## Aim of the exercise
Quote the lines below word for word, leaving the pictures out of your answer.

[Dataset lines]

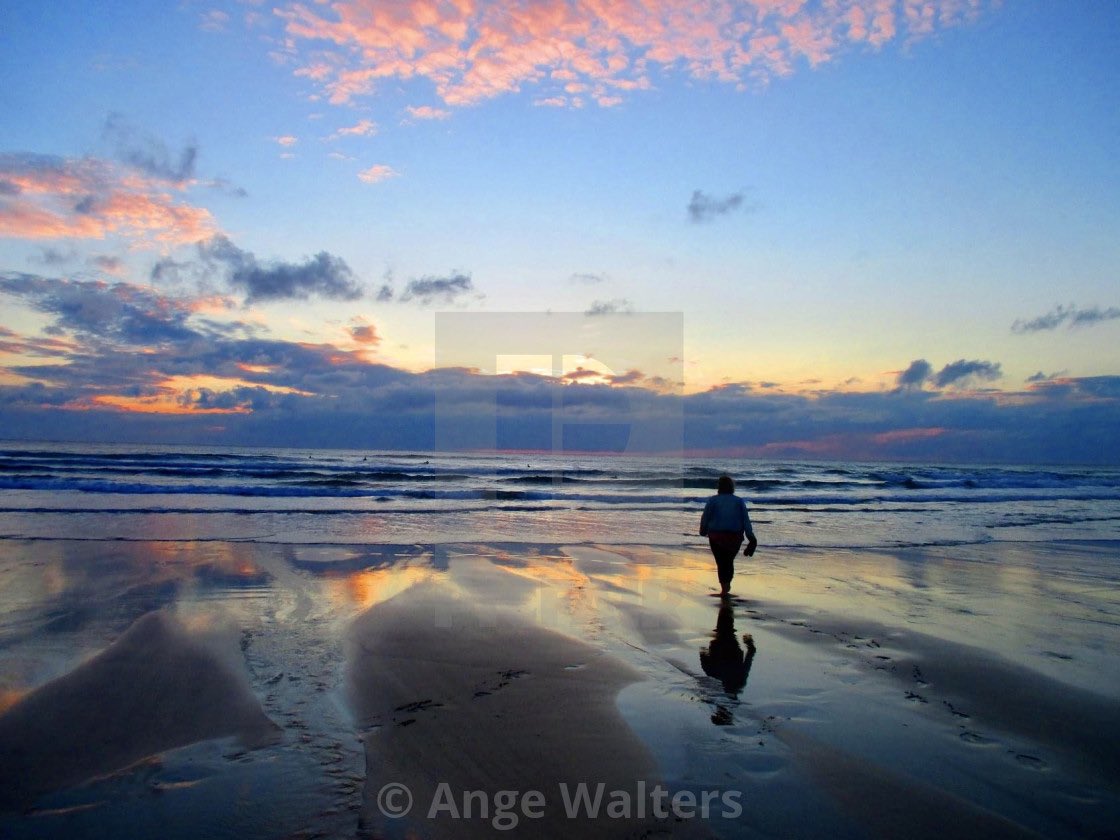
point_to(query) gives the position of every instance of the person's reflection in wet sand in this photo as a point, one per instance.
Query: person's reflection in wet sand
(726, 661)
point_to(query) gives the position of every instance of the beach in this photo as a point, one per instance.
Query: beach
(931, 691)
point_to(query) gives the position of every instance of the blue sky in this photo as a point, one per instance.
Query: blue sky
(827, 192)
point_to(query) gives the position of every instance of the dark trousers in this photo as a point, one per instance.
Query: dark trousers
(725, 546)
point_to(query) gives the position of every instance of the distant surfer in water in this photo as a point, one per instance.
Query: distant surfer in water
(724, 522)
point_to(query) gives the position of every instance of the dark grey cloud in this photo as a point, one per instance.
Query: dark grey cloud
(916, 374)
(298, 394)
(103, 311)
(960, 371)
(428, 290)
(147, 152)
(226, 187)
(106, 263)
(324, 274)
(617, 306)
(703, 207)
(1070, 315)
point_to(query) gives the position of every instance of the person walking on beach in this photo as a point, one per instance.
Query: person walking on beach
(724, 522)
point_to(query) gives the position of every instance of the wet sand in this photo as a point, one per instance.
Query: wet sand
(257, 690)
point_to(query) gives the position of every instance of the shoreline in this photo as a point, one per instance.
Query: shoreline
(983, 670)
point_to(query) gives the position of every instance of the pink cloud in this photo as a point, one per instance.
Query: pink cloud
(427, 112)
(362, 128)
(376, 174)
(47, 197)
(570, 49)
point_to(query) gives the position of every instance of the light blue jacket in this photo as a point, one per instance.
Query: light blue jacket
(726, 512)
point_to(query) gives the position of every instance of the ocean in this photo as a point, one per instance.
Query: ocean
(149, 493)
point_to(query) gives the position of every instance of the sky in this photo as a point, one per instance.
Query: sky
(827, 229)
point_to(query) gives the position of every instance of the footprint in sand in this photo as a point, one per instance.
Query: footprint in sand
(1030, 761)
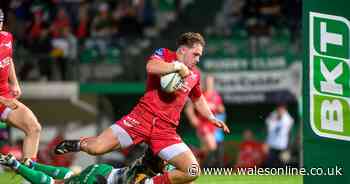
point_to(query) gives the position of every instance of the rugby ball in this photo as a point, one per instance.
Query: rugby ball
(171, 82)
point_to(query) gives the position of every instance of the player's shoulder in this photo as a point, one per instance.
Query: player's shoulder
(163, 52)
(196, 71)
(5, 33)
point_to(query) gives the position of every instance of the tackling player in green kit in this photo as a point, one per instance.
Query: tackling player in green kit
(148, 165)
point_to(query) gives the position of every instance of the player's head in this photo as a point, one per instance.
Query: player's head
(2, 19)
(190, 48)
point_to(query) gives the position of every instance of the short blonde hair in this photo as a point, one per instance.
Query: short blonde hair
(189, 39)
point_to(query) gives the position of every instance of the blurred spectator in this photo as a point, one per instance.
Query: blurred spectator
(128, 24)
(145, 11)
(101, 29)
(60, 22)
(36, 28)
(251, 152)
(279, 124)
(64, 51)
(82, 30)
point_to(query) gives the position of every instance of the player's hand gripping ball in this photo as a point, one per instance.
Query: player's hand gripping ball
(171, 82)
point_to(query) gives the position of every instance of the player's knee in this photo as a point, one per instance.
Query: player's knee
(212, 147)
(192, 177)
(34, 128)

## Answer for the task
point_to(query) gives the position of every instance of the person's reflection in wet sand in this photo as a point, one per instance.
Query: person's reflection in wet sand
(726, 661)
point_to(query) gives the position of every instance of the beach in this photo as a point, one per instance.
Query: beach
(931, 691)
point_to(query) gives the position of every instance of the blue sky in this photo as a point, one per instance.
Query: blue sky
(827, 192)
point_to(query) gives the position of every instance of the dark trousers in this photo as a point, one per instance.
Query: dark trousers
(725, 546)
point_to(query) gives the position of every instance of the distant surfer in water in this photo as a point, one per instance.
Query: distant surfer in water
(724, 522)
point_to(query) gives the position of every instance of the dark grey cloud in this photo as a point, one per instance.
Query: dark grey cloud
(916, 374)
(298, 394)
(103, 311)
(960, 371)
(428, 290)
(147, 152)
(226, 187)
(106, 263)
(324, 274)
(617, 306)
(703, 207)
(1070, 315)
point_to(query) gives the position of every instance of the person walking on beach in this photo as a point, one per instance.
Query: person walking on beach
(724, 522)
point_to(query) gives the position of every instance of the wet sand in this photo as a point, one per instance.
Query: wet sand
(257, 690)
point_to(query) gives the position of every instance of the shoreline in this photo as a point, one per instance.
Query: shoreline
(983, 670)
point_to(query) gives the position of every instance of the pink cloud in this photo as a point, one per instance.
Query: pink cloud
(427, 112)
(362, 128)
(376, 174)
(47, 197)
(570, 49)
point_to(query) gives the position of every instance of the light blue jacket in this photo as a point, one per instance.
Query: light blue jacket
(726, 512)
point_to(query) gives the position of every instance of the ocean in this photo as a point, one per instance.
Query: ocean
(149, 493)
point_to(query) gives the position of every instance of the sky in this photo as a point, one per instance.
Query: sky
(827, 229)
point_to(query) gives the position of every instance of the footprint in sand in this photo as a point, one per instance.
Query: footprint in sand
(1030, 761)
point_to(query) gives the position of every instance of the rugby ball in this photo as a point, one per instance.
Query: rugby ball
(171, 82)
point_to(query) gives the position of every instance of the player's shoulder in this photo as a point, one per instance.
Query: player's shoulder
(163, 52)
(196, 71)
(5, 33)
point_to(query) gives the position of every instance of the tackling player in green kit in this photo as a point, one per instance.
Query: tackling player in green kit
(148, 165)
point_to(query) gives the position of every instance of the player's head in this photo as a point, one per instance.
Query: player's head
(2, 19)
(190, 48)
point_to(query) gives the position of every instance of the short blonde hair in this photo as a point, one per instance.
Query: short blonde hair
(189, 39)
point_to(query) gives the position of every instance of the blurred spectator in this photo as a point, one per instance.
Query: blurred spectator
(128, 24)
(145, 11)
(101, 29)
(60, 22)
(36, 28)
(251, 152)
(279, 124)
(64, 51)
(82, 30)
point_to(query) gives the position of every instance of the player's hand gripping ball in this photo as a point, one per instance.
Query: player's hand gripping ball
(171, 82)
point_to(query) gives the position of every instance of the player's knee in this photo as a point, one per instance.
Query: player's knee
(212, 147)
(192, 177)
(34, 128)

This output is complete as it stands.